## EXCERPT TO READ
I need to be able to find this George’s whereabouts at the time of the 1871 census to be able to rule him out.
An unmerged match has been created in the meantime. I am hopeful DNA will provide the answer in time.
Theory #3 - Possible Family
This theory has not identified a possibilty for George the individual, but I suspect these people may come from the same family.
The twins were named Abigail Ann Maud COURTNEY and Alberta Emma Beatrice COURTNEY. I came across a record for an Emma Beatrice COURTNEY who was born in 1869 to parents Thomas COURTNEY and Elizabeth LANGLEY. This Thomas was also born in Middlesex. I have tried to establish whether Emma is a relative. I have been unable to find any further trace of her. Perhaps she died and in 1871 Alberta was named after her?
In the course of trying to trace Thomas, I came across another Thomas COURTNEY who was born around the same time, in the same district Middlesex. Whilst he cannot be the same Thomas, he has a sister also named Emma and a brother George William. I suspect that Emma Beatrice’s father may be a cousin of some kind. This family goes back to Courtney's in Devon.
The brother George William is much older. He can be found in the 1871 census so he is not the George William that Abigail names as the father of the twins in their birth certificates. Perhaps there is another George William in this family I have yet to find. Can you help?
Theory #4 - Ireland
Irish Connection #1?
This is probably the most fanciful. Family stories have indicated that there are supposed to be ancestors by the name of de Lancey, presumably some connection to Etianne DeLancey of New York fame. I came across a birth of Maurice de Lacey Courtney and thought the name was a co-incidence being pretty close to de Lancey. His father comes from Ireland. There is supposed to be some Irish connection on the Courtney side so I pursued this line in the hope of some connection, but it has also turned out to be a dead end until recently. After contact with another Australian researcher it was discussed that 'Sheils ' was possibly a name associated with this family, having used it as a middle name.

## TASK INSTRUCTIONS
Repeat word for word the passage of the Courtney family research notes starting at "The brother George" and ending at "Can you help?".

## EXTRACTED INFORMATION
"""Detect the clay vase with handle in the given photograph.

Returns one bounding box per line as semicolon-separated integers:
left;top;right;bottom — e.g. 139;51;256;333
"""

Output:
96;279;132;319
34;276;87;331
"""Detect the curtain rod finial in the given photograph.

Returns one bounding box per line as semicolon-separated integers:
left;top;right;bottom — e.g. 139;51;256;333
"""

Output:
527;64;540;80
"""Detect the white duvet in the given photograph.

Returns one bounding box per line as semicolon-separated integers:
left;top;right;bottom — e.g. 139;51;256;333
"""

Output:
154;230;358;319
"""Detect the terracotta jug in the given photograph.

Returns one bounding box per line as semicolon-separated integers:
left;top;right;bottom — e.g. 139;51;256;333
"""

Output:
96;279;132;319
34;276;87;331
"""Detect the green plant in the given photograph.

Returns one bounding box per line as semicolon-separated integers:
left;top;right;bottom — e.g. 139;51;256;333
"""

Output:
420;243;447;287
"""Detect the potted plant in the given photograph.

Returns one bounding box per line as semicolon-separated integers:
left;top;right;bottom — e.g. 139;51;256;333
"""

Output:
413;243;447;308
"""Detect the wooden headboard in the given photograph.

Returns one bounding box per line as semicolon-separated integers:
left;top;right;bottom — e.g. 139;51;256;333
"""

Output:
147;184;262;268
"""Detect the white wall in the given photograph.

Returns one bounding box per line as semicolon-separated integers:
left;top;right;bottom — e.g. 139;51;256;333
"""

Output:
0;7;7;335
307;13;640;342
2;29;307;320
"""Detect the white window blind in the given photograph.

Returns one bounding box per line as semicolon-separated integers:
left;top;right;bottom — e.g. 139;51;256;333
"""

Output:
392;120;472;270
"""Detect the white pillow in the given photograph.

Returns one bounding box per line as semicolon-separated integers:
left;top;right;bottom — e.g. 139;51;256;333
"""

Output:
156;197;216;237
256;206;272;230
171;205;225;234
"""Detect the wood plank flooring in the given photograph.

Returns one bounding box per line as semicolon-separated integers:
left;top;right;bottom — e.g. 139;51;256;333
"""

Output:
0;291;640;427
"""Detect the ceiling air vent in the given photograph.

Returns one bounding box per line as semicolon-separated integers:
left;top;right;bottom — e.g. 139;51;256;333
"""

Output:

## OUTPUT BELOW
The brother George William is much older. He can be found in the 1871 census so he is not the George William that Abigail names as the father of the twins in their birth certificates. Perhaps there is another George William in this family I have yet to find. Can you help?